Requirements
In the personal essay below, condense the paragraph beginning "What has kept me in Catford so long?" into a brief bulleted list that preserves its main facts.

Source excerpt
It was about the lives of a number of different families and how their actions impact on each other down through the generations.
He packed the family lives into a couple of chapters, one moment they were young and then they were old or dead.
I don’t want my life to be packed into a couple of chapters and then just fade away. Not yet anyway.
I have just sold my house and I’m waiting for the final contracts to be signed.
Do I feel sad? No not at all. I’m reflecting on my time there but I intend to hand over the keys, get on my bike and never look back. I’ll have a farewell party and I’ll take pictures but I’m moving on.
What has kept me in Catford so long? My son? My friends? My house? My family? First of course it was my son, how could I move? Secondly I guess my family, that would be my daughter who is married and has children and to be honest with you she no longer needs me. Oh people say but what about your Grandchildren? Well what about them?
My eldest grandchild who was born a day after Richies funeral never, ever comes to visit. Why would he? He’s 16. My middle grandchild is a funny sensitive child and the youngest, my little darling Grand-daughter is a lively little bundle of joy. But they have their own personalities, they are not interested in their mad old nan. They love me but they have their own rich full lives to lead, so I my work here is done.
I live alone, isolation and loneliness has been terrible for me. I isolated myself away when Richie first died I didn’t want anyone around but I did that so proficiently I hardly have any of my old friends come around.

Extracted records
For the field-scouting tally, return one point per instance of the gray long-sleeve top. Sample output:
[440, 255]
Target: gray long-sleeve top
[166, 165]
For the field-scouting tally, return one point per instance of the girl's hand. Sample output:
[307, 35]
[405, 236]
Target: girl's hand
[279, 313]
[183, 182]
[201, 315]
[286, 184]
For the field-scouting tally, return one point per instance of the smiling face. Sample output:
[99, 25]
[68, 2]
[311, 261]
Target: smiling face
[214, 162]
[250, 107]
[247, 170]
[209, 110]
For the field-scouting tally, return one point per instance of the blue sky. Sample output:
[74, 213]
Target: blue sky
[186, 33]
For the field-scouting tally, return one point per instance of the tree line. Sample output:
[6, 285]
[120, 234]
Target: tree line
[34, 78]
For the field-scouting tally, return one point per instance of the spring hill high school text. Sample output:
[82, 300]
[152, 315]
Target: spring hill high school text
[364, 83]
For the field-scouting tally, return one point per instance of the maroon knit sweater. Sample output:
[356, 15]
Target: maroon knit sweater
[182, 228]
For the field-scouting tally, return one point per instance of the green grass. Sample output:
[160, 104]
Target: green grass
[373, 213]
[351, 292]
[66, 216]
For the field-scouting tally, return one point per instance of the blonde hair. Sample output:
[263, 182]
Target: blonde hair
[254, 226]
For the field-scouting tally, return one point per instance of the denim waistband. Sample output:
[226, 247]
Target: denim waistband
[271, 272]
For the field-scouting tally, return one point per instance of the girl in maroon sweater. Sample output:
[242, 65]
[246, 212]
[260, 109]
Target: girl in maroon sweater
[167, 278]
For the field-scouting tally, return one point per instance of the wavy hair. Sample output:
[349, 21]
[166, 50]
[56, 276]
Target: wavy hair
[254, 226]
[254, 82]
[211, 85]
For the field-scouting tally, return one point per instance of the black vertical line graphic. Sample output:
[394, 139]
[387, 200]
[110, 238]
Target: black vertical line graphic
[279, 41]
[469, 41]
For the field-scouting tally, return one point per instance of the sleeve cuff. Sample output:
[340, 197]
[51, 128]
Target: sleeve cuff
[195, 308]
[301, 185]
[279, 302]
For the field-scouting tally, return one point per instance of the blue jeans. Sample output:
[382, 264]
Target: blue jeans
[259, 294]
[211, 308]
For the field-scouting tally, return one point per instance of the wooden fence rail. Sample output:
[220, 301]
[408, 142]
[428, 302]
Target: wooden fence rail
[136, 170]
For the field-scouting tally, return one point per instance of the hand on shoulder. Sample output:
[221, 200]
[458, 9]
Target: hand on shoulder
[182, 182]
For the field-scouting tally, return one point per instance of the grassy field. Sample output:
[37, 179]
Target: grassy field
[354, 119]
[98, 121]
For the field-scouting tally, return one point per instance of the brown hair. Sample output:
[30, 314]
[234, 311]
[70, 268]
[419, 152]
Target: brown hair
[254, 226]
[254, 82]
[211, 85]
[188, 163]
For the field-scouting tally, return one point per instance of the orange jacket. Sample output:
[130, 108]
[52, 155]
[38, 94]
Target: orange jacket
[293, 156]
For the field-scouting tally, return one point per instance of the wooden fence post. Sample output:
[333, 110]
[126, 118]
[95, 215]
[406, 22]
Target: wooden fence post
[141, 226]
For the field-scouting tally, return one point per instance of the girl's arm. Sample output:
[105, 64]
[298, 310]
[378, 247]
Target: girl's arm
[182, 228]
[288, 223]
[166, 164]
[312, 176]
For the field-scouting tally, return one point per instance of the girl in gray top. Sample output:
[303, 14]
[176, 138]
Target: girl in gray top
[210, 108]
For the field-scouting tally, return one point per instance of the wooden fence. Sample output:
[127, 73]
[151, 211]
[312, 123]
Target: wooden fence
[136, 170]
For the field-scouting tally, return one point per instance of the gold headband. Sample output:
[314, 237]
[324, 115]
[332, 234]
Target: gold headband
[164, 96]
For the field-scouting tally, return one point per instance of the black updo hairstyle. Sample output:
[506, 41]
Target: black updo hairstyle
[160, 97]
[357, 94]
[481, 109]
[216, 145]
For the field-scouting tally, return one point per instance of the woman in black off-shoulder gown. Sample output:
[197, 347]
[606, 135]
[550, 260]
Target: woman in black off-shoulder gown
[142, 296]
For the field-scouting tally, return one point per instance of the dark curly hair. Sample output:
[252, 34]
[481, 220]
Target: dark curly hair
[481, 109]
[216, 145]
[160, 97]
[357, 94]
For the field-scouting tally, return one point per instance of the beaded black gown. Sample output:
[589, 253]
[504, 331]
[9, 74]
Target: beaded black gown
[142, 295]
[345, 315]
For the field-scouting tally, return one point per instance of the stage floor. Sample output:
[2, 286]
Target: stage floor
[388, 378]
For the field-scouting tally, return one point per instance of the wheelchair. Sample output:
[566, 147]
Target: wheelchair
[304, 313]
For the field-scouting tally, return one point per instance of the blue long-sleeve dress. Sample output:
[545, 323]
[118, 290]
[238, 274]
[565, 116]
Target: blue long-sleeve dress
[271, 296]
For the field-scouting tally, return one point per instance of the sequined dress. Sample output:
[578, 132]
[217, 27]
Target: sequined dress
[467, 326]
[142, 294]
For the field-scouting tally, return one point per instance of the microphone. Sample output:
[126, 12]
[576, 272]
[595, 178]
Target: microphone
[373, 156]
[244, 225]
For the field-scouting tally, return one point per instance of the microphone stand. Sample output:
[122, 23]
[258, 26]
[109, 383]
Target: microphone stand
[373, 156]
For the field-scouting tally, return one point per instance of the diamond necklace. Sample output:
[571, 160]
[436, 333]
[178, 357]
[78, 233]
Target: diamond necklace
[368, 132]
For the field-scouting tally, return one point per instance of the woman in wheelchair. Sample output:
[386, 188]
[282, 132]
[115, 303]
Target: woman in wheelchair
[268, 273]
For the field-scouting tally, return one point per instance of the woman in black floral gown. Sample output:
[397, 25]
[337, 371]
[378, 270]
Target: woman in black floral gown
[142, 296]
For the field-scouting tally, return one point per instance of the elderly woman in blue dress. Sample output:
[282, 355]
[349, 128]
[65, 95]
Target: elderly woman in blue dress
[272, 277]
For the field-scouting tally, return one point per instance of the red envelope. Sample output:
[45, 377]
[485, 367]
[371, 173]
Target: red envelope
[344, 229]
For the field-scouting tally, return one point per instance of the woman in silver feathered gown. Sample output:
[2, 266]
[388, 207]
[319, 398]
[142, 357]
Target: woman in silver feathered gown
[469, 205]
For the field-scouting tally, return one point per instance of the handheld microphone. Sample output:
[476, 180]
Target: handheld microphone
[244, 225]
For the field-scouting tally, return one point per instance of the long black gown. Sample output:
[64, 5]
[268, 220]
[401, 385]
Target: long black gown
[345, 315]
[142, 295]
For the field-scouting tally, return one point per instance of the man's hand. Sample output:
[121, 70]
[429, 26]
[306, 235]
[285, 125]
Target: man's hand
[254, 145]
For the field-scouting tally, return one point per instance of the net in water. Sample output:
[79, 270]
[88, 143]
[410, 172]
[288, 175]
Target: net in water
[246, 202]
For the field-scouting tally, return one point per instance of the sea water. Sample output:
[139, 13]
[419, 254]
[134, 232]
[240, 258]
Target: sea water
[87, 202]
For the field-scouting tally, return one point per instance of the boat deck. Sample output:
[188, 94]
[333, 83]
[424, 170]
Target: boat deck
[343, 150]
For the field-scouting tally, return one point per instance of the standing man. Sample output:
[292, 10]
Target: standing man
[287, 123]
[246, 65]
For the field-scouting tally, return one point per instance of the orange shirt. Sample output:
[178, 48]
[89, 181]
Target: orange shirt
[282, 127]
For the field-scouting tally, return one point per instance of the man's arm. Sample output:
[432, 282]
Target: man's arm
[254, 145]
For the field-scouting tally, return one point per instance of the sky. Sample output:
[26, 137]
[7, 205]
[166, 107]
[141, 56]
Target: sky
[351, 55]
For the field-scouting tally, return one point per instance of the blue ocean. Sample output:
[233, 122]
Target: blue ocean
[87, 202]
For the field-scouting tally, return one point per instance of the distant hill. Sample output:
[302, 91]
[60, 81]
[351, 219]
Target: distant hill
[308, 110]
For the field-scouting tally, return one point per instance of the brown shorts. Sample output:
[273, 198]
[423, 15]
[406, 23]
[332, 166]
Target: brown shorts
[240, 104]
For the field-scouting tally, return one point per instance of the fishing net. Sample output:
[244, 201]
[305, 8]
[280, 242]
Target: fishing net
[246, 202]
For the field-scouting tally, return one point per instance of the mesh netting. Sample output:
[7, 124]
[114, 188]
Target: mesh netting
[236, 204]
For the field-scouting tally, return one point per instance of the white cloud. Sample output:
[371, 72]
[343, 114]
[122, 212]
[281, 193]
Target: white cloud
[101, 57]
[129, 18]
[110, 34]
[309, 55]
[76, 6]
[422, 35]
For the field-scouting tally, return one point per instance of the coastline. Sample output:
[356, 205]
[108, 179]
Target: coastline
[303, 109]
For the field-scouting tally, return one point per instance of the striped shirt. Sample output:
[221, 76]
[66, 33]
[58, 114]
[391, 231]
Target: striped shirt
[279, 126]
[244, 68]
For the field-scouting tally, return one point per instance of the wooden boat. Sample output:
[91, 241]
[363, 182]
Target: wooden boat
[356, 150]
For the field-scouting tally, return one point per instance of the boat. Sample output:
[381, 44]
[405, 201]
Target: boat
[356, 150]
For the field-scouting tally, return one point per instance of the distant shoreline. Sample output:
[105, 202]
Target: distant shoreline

Exercise result
- The writer asks what has kept them in Catford so long: their son, friends, house, or family.
- The first reason was their son, which made moving impossible.
- The second reason was family, meaning their daughter, who is married with children and no longer needs the writer.
- When others raise the grandchildren as a reason to stay, the writer dismisses the point.